──────── Text excerpt ────────

The MLBAM Pitch by Pitch Files
MLBAM is the technology provider for the Major League Baseball and it’s probably the biggest media company you’ve never heard of. Based in New York City, MLBAM develops and maintains live streaming platforms, designs products for several types of devices, builds digital marketing solutions, supports ticketing strategies and most important: produces data files that store all the events that took place in every game in a season.
Some of these files contain the (x,y) locations of the batted balls put in play and some others have general information about the game itself. In this post I’ll be showing you how to extract data from the hit and game files and how to plot these in R. You can download the MLBAM’s files I used for this post from here.
Scrapping the Data from MLBAM
So just for fun I decided to get the data using python and lxml. Code is pretty straight forward; supposing the script is stored where the hit and game files are, it:
- Stores the path to the lists the game and hip files.
- Loops through the files and scraps the desired data from them via XPath.
- Saves the scrapped data into a csv file.
from lxml import etree | |
import glob | |
import csv | |
# Input Files. | |
hipFiles = glob.glob('*hip.xml') | |
gameFiles = glob.glob('*data.xml') | |
# Output File. | |
csvFile = open('hitsPerGame.csv', 'wb') | |
# CSV Writer. | |
writer = csv.writer( csvFile ) | |
# XML Parser. | |
parser = etree.XMLParser( ns_clean = True ) | |
# Lists were data will be stored. | |
h_desc = [] # Hit Description. | |
x_cord = [] # Hit x coordinate. | |
y_cord = [] # Hit y coordinate. | |
g_stad = [] # Stadium game was played in . | |
b_team = [] # Batting team. | |
g_num = [] # Game number | |
for i in xrange( len( gameFiles ) ): | |
# Game Data: Playing teams, Stadium. | |
gameTree = etree.parse( gameFiles[i], parser ) | |
# hip Data: hip description, X & Y coordinates, Batting team. | |
hipTree = etree.parse( hipFiles[i], parser ) | |
h_desc.extend( hipTree.xpath( '//hip/@des' ) ) | |
x_cord.extend( hipTree.xpath( '//hip/@x' ) ) | |
y_cord.extend( hipTree.xpath( '//hip/@y' ) ) | |
# Check if team is guest or home, then set team name based on that. | |
t_goh = hipTree.xpath( '//hip/@team' ) | |
t_name = gameTree.xpath('//team/@name_brief') | |
# Extend stadium to fit number of hits. | |
g_stad.extend( gameTree.xpath('//stadium/@name') * len( t_goh ) ) | |
b_team.extend([ t_name[0] if j == 'H' else t_name[1] for j in t_goh ]) | |
# Game Number. | |
g_num.extend( [i + 1] * len( t_goh ) ) | |
data = zip( g_num, g_stad, b_team, x_cord, y_cord, h_desc ) | |
# Add data to csv file. | |
for row in data: | |
writer.writerow( row ) | |
csvFile.close() |
The Dataset
Once the data gets scrapped from the MLBAM files, we are ready to do some quick analysis on it. Since the goal of this research is to plot the balls put in play by both teams, it’s probably a good idea to see how the batted balls in play look like in a Cartesian plane:
So at first glance we are able to see a couple of issues:
- There some batted balls that hold an Error description and a (0,0) position in the plane.

──────── Entries supplied ────────

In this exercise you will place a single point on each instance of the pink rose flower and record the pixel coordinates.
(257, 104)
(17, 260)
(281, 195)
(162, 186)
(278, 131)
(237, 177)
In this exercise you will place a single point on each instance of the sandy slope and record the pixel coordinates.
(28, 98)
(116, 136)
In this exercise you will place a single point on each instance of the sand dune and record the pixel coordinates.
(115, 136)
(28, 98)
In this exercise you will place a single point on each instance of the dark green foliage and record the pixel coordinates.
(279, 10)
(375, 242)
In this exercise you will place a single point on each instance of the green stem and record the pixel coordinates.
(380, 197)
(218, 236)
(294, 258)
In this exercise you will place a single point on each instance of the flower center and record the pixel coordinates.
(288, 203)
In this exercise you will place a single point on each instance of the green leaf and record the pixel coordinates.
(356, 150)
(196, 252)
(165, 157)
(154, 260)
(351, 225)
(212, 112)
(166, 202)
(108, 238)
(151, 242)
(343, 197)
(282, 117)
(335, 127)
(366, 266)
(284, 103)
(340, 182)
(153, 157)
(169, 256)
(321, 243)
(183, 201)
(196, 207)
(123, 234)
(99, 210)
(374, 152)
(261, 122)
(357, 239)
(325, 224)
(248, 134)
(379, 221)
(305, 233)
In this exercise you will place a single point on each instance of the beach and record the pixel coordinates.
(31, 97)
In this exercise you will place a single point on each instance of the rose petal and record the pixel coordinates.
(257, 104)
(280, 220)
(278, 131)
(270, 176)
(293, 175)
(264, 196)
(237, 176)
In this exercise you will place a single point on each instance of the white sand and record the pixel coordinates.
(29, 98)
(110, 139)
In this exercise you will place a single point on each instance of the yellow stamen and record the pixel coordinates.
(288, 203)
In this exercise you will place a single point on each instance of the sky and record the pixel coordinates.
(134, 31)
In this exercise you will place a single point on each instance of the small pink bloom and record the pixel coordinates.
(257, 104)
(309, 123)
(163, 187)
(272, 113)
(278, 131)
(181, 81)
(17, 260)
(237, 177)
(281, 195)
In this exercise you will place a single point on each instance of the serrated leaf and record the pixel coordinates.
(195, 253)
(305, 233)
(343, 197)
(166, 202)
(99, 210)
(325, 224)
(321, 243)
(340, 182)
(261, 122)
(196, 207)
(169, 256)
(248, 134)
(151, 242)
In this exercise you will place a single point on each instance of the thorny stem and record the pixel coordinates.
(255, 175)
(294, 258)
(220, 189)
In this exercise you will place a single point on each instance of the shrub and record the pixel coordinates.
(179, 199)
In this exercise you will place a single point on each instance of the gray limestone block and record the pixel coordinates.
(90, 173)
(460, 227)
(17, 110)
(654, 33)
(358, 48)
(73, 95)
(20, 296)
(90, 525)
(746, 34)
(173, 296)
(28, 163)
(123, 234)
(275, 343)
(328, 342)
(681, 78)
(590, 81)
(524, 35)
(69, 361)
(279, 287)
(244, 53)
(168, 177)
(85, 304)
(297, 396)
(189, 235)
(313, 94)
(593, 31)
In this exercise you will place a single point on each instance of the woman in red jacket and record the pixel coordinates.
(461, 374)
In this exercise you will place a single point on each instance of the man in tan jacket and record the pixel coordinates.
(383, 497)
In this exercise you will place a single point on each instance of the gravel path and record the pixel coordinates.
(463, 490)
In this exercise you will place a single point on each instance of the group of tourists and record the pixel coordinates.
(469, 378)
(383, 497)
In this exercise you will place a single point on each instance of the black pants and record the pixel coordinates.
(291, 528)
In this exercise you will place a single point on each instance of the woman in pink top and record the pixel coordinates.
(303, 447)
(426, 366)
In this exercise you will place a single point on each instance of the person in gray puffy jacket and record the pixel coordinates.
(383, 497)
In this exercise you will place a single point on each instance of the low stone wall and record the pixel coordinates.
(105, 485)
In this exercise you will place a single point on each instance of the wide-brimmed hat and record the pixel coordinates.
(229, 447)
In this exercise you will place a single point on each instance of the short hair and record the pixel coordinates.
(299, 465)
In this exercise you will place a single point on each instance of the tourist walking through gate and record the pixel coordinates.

────────

## [Tasks to perform]
a – According to the MLBAM text, in which city is MLBAM based?
b – Summarize the MLBAM text in two sentences.
c – Proceed with the MLBAM text from the point where it stops.
The listing has no connection to the text about MLBAM files.

## [Answers for the tasks]
a – MLBAM is based in New York City.

b – MLBAM, the technology provider for Major League Baseball, produces data files that record every event in every game of a season, including the (x,y) locations of batted balls put in play. A Python script using lxml extracts hit and game data from these files into a CSV file, and a first plot of the batted balls already reveals issues such as balls with an Error description at position (0,0).

c –
- Balls with a higher distance travelled have a lower y value. In other words, Home Runs, have a value near to zero and bunted balls carry a value very distant from x axis. This a problem because when values get plotted, they give the impression that the baseball field is turned upside-down( just like in the above plot ).
You can get the code I used to create this plot from here. Moreover, you can download the data set created with the python script from here.
Creating the Plot
So as I explained in the last section, the error and coordinates issues need to be solved before we can do any graphical representations of the batted balls in play. As you can see in the R code below, I fixed these problems in lines 24 and 27 respectively. Please note that I equaled y_max to 250 because this value fit the graph dimensions perfectly.
Furthermore, I drew the foul lines and the bases based on the Pythagorean Thereom knowing that the distance between every base is 90 ft and that the foul lines have a 45 degree angle from the home plate. Please note that just like the y_max variable, the f_len and b_len variables were also adapted to fit the graph.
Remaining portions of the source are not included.